------ TEXT PROVIDED ------

I am waiting for ROOK definition to play-test the game (I don't know the winner proposal for Rook, but I think it will be Crowned Rook (8) or Rookers (11).) My first impression is that the game is, as expected, a Camel. As Horse design, a Camel is not so bad, but it is a camel, undoubtely. If the Tower of Hanoi survives as a complete piece to the end, strategy would be extremely deep, because the optimal strategy should be to split it in eight parts, mantained joined and advancing as an amoeba against the enemy king -the subjective value of eight joined GUARDS in an end of game is much more than the value of a Queen-, if there is not another tower in enemy band, the possesor of the tower must win the game. If there is too a full Tower (splitted) in the enemy pieces, strategy must be very complex, and the end in a good game may last many moves. These are speculations, I'm going to wait for the Rook, and then, I'm going to evaluate the Camel extensively. Good luck for the designers by committee. That is needed, a bit of luck.
Thanks for the heads-up, Doug. As a result I'm editing the whole page to transform it from a contest announcement to a not-quite-finished set of rules. Later tonight. :)
I like the idea of Luotuoqi II (excuse the accent absence in writing) for Xiang Qi, and Luotuoqi III, for Shogi. But it is the need of clarify first some things: Board size, number of pieces of each type and initial setup for the new pieces, it is not absolutely necessary that this characteristics are going to be the same as in original game, only changing a piece by its substitute by consense. Fortress in Xiang Qi may be defined by commitee, too. why it must be the 9 squares from the initial game?. May be re-defined the River?. In Shogi, the designers by consense must decide where and when drops are allowed, the same with promotions. All details must be considered in the design, I think. The problem with a design by committee is that the game is not thought as a whole with an unified systemic idea, there are bits of locally good ideas that are assembled sequentially, and assembling sequence do not need to be the best, neither related to an armonious global conception of the game, so ever there is the need of a little of luck in the final results...
I expect to modify several features of the Luotuoqi process in Luotuoqi II, although the basic concept is still people making suggestions and voting on what gets in. :) If the Luotuoqi games wind up only being marginally playable, that's not necessarily all bad. Then they live up to their name, and the original inspiring quotation. But it's fascinating to see what ideas people have, and what ideas people like. And it lets some folks participate in a 'contest' who might not take part in a contest to design a whole variant. Here, if you have just one cool idea you want to throw in, you can do it.

------

## [TASKS TO CARRY OUT]
(a) Decide whether each statement below agrees with the Luotuoqi discussion, answering yes or no and quoting the deciding words. (i) One commenter expects the winning Rook proposal to be Crowned Rook or Rookers. (ii) The page is being rewritten from a contest announcement into a finished set of rules. (iii) Luotuoqi III is suggested for Shogi.
(b) In the Luotuoqi discussion, what basic concept is said to stay the same in Luotuoqi II?

------ INFORMATION SUPPLIED ------

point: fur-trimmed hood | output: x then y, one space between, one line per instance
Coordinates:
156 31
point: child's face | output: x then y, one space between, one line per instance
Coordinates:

------

## [EXPECTED OUTPUTS]
(a)
(i) Yes: "I think it will be Crowned Rook (8) or Rookers (11)."
(ii) No: "to transform it from a contest announcement to a not-quite-finished set of rules."
(iii) Yes: "Luotuoqi III, for Shogi."

(b) People making suggestions and voting on what gets in.